Excerpts from a point labeling dataset:
▼
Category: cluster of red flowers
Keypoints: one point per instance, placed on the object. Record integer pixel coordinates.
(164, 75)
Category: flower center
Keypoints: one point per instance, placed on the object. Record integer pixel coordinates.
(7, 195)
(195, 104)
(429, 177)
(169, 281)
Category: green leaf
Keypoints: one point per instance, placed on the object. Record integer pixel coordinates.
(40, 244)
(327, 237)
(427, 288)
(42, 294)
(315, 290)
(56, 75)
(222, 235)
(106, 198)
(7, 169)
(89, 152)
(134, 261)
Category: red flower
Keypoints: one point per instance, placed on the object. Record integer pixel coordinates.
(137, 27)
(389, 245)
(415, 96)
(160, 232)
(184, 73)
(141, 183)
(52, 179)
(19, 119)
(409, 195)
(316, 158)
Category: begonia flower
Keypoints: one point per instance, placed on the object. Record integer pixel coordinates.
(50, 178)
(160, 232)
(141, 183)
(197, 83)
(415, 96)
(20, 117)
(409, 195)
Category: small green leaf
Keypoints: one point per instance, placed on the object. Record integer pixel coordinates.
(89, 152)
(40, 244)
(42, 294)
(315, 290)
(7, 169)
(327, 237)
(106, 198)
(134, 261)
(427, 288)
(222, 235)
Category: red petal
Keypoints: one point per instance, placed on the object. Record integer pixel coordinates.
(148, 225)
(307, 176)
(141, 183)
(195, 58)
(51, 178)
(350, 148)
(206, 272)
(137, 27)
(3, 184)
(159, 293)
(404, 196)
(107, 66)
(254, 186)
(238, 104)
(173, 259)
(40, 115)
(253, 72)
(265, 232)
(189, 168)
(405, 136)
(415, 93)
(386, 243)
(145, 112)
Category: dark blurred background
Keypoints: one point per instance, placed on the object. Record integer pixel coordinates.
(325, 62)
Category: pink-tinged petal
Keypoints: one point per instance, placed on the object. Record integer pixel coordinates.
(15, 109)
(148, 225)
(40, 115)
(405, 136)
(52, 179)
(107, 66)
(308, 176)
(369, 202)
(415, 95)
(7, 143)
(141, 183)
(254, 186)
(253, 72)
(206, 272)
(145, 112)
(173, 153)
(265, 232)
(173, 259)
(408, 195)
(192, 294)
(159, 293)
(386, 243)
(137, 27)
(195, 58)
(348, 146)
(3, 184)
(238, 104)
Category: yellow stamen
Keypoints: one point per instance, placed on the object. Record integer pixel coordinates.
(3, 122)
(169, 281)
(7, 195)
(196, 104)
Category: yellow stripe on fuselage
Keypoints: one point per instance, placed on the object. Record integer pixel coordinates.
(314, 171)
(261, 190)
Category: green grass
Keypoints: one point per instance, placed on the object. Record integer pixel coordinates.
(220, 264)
▲
WORK INSTRUCTIONS:
Reproduce verbatim the lines starting at the one that contains "Category: green grass" and ending at the final line.

WORKED ANSWER:
Category: green grass
Keypoints: one point per instance, placed on the object. Record integer pixel coordinates.
(220, 264)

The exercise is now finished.